18/07/2022 usbeketrica.com  11 min #212303

« Le pouvoir privé et les pouvoirs autoritaires mettent en danger les démocraties »

Secrétaire général de  Reporters sans frontières (RSF) et président du  Forum sur l'Information et la Démocratie, Christophe Deloire a publié en mars dernier  La Matrice (Calmann-Lévy, 2022), un essai en forme de plaidoyer. D'après lui, ce n'est pas seulement le journalisme qui est menacé de disparition, mais la démocratie elle-même, prise en tenaille entre des plateformes sans foi ni loi et des dictatures qui savent utiliser l'arme technologique. Dans le long entretien qu'il nous a accordé, l'ancien directeur du Centre de formation des journalistes (CFJ) détaille les enjeux de la contre-offensive démocratique.

La matrice, c'est le système d'organisation de l'espace de la communication et de l'information. C'est l'ensemble des règles qui organisent cet espace de la délibération publique, mais aussi de la conversation privée. Or, l'architecture numérique globale est composée de lois non transparentes qui produisent des effets très forts sur ce qu'on voit et ce qu'on ne voit pas. Cette architecture a remplacé l'espace public,  concept développé par le philosophe allemand Jürgen Habermas, lequel trouvait son origine dans les salons où l'on discutait.

# [DONNÉES FOURNIES]
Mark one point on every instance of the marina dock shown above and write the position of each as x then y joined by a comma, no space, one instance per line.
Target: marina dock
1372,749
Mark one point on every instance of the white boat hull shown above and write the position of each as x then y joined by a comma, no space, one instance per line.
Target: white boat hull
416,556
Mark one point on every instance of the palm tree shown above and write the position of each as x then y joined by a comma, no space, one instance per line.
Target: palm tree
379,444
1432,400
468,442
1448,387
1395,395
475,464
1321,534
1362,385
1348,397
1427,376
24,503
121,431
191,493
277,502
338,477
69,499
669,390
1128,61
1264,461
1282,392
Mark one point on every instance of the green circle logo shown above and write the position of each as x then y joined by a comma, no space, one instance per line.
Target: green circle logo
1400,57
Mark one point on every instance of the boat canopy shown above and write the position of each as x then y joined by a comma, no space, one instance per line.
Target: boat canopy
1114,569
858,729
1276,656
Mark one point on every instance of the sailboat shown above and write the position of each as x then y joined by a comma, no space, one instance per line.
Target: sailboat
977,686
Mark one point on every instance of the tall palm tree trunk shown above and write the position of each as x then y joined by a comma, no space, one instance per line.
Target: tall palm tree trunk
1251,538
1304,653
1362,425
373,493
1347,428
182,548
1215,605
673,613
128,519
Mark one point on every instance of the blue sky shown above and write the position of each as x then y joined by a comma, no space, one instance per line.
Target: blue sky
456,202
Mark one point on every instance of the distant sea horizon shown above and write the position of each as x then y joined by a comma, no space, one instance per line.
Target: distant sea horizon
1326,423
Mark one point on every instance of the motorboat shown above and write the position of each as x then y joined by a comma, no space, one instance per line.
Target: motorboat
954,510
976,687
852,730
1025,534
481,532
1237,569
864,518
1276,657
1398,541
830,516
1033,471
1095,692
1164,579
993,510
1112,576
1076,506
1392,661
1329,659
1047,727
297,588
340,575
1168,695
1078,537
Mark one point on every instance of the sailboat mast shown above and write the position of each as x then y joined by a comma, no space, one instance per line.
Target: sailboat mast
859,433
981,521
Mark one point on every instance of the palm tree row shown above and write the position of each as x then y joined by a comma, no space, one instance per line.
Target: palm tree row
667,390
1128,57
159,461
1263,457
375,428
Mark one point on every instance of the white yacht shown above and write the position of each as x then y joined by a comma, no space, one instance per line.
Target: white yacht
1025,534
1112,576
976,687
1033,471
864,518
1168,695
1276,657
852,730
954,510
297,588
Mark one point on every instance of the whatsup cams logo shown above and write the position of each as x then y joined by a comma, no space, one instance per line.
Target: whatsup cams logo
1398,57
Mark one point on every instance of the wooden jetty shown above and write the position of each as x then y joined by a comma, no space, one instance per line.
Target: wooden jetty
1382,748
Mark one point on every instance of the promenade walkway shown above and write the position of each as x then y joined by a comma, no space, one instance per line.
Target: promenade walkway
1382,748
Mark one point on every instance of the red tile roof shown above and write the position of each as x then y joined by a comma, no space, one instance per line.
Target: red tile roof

# [COURT EXERCICE 1]
Recopiez s'il vous plaît le passage de l'entretien qui va de « 18/07/2022 usbeketrica.com  11 » jusqu'à « la contre-offensive démocratique. » inclus.
# [COURT EXERCICE 2]
Répondez à ces questions sur l'entretien :
(a) Quel essai Christophe Deloire a-t-il publié en mars dernier ?
(b) Quel établissement a-t-il dirigé autrefois ?
(c) Quel philosophe a développé le concept d'espace public ?
Les enregistrements ne servent à rien ici.

# [RÉPONSE 1]
18/07/2022 usbeketrica.com  11 min #212303

« Le pouvoir privé et les pouvoirs autoritaires mettent en danger les démocraties »

Secrétaire général de  Reporters sans frontières (RSF) et président du  Forum sur l'Information et la Démocratie, Christophe Deloire a publié en mars dernier  La Matrice (Calmann-Lévy, 2022), un essai en forme de plaidoyer. D'après lui, ce n'est pas seulement le journalisme qui est menacé de disparition, mais la démocratie elle-même, prise en tenaille entre des plateformes sans foi ni loi et des dictatures qui savent utiliser l'arme technologique. Dans le long entretien qu'il nous a accordé, l'ancien directeur du Centre de formation des journalistes (CFJ) détaille les enjeux de la contre-offensive démocratique.

# [RÉPONSE 2]
(a) La Matrice (Calmann-Lévy, 2022).
(b) Le Centre de formation des journalistes (CFJ).
(c) Le philosophe allemand Jürgen Habermas.